FRAGMENTO DE LA PÁGINA
————

Considero que debo hacerlo.


----------



## Engypatra

Gamen said:


> No, estas dos construcciones no son correctas.
> 
> Estas sí lo son:
> Creo que debo hacerlo.
> Creo que puedo hacerlo.
> Considero que puedo hacerlo.
> Considero que debo hacerlo.



Muchas gracias, Gamen, y siento mucho volver a preguntárselo, pero es que he leído varias veces las siguientes frases:

Creo poder hacerlo / No creo poder hacerlo
Pienso hablar con mi jefe/No pienso ir a la fiesta.

¿No le parecen correctas? ¿Y serán diferencias de uso entre el español de España y el español de América?

Otra vez, muchas gracias.


----------



## Gamen

Engypatra said:


> Muchas gracias, Gamen, y siento mucho volver a preguntárselo, pero es que he leído varias veces las siguientes frases:
> 
> Creo poder hacerlo / No creo poder hacerlo
> Pienso hablar con mi jefe/No pienso ir a la fiesta.
> 
> ¿No le parecen correctas? ¿Y serán diferencias de uso entre el español de España y el español de América?
> 
> Sí, estas son correctísimas en español.
> Yo me refería a que no tiene sentido decir "considero hacerlo" y "no creo deber hacerlo".
> 
> Otra vez, muchas gracias.


----------



## Engypatra

Muchas gracias por su paciencia, Gamen. 

Un saludo desde Egipto.


----------



## Gamen

No, por nada. Si todavía te quedan dudas, tus preguntas son siempre bienvenidas.
La idea es que los nativos podamos ayudarte en todo lo que necesites.


----------



## S.V.

_El 76% de los participantes notó haber sentido una sensación de nostalgía...
... mencionó que al salir al patio de su casa notó haber hallado...
Yo no noto haber mejorado en 10 años.

————

MATERIAL MOSTRADO
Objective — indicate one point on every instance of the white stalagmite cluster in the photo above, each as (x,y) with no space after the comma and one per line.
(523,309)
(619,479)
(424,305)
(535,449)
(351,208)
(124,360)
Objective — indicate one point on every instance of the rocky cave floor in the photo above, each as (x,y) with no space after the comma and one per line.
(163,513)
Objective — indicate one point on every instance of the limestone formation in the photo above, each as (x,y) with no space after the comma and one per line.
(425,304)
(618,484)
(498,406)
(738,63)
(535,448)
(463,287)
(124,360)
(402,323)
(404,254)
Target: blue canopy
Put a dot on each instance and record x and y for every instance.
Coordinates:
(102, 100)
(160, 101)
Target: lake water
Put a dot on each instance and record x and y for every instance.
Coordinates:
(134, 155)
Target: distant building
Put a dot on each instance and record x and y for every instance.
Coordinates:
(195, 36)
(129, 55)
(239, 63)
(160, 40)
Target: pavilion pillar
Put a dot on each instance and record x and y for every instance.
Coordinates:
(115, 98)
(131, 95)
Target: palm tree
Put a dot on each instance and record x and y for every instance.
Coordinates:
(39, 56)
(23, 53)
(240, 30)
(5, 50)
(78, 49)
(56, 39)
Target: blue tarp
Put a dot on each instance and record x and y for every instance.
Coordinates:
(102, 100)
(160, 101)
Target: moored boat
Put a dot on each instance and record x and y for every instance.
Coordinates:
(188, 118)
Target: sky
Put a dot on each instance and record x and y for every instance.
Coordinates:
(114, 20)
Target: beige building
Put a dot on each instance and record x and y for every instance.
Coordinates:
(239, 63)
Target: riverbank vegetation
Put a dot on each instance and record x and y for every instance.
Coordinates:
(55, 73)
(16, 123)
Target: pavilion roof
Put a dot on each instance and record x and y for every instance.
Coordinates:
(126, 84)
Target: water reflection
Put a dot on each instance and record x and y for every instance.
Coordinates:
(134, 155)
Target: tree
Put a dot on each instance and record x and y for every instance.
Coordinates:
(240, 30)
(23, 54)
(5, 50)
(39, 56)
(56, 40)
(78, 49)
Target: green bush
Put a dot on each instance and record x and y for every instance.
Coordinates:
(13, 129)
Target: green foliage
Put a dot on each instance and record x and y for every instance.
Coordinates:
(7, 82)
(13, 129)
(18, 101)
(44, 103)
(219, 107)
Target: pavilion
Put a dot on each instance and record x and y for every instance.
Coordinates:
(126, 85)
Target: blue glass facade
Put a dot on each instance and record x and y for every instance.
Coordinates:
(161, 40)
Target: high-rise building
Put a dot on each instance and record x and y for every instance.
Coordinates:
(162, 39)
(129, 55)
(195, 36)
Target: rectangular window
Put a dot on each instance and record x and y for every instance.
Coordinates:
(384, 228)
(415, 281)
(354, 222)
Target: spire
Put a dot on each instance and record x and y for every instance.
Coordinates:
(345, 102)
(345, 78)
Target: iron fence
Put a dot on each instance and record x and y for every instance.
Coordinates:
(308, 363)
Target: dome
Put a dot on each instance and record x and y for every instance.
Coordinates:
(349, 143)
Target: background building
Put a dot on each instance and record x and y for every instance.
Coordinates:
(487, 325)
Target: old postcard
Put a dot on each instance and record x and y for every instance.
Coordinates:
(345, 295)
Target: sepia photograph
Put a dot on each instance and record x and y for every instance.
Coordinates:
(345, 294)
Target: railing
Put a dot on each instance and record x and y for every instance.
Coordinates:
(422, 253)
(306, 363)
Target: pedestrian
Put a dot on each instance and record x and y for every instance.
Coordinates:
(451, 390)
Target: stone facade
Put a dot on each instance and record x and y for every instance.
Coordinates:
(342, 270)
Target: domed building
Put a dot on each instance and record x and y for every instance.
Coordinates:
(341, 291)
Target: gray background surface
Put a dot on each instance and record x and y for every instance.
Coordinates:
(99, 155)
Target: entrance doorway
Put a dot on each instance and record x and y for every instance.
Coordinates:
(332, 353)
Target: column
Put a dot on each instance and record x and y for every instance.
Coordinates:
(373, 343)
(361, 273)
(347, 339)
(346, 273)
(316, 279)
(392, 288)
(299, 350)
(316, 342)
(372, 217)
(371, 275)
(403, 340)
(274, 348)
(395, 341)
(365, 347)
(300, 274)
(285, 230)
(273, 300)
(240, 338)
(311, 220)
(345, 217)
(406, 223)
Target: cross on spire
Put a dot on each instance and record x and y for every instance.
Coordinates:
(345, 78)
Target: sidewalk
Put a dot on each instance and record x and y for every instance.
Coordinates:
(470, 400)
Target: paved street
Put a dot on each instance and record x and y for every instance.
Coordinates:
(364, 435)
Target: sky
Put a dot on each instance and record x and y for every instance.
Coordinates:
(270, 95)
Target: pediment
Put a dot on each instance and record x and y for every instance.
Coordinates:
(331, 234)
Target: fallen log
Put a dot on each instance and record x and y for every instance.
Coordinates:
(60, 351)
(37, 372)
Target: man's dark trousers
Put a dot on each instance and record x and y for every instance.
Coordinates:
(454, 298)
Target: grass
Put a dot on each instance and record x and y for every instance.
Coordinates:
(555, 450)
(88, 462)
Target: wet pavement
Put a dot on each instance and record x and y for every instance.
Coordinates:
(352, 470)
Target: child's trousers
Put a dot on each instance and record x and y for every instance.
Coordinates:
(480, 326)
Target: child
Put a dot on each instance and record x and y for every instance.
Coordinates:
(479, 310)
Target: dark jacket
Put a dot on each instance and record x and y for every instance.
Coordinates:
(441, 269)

————

ACCIONES REQUERIDAS
(1) Responde estas preguntas sobre el fragmento de la página:
(a) ¿Desde qué país envía Engypatra su saludo?
(b) ¿Entre qué dos variedades del español pregunta Engypatra si hay diferencias de uso?
(c) ¿Qué porcentaje de participantes aparece en el primer ejemplo del mensaje de S.V.?
(2) Continúa el hilo del foro sobre las construcciones con «creer» y «considerar» a partir de su último mensaje.

RESULTADOS ESPERADOS
(1)
(a) Desde Egipto.
(b) Entre el español de España y el español de América.
(c) El 76%.

(2)
... a quien no se le notó haber estado tres meses fuera de las canchas._

"[...]_ ni para jamás se le notó haber entrado en cólera _[...]" (1676).
"[...] _bien se nota haber sido fundadores del estado _[...]" (1844).
"[...]_ se nota haber concurrido la necesidad, ayudada de la naturaleza, á darles reglas _[...]" (1772).

De la Internet y del CORDE, respectivamente. A mí me suena perfecta la construcción, Pina. Incluso la última no suena tan rara, aunque sería ya otra cosa. 

De lo último que dicen, agrego que también me gustaría en la negativa con _creer_: http://www.google.com/m?q=%22no+creo+deber%22.


----------



## Engypatra

Muchas gracias, Gamen por tu disposición. Muy amable. 
La verdad es que lo entendía, pero necesitaba sacar alguna regla general para dársela a mis alumnos. No les es tan fácil.


----------



## Gamen

Entiendo.
Intentaré resumirlo.
Cuando no hay cambio de persona el segundo verbo suele aparecer en infinitivo, pero a veces es posible también conjugarlo.

1) Con los verbos de juicio como "creer", "pensar", "estimar", cuando introducen una subordinada (una segunda oración encabezada por la conjunción que), el verbo modal (poder o deber) debe congujarse, aún cuando el sujeto sea el mismo de la oración principal.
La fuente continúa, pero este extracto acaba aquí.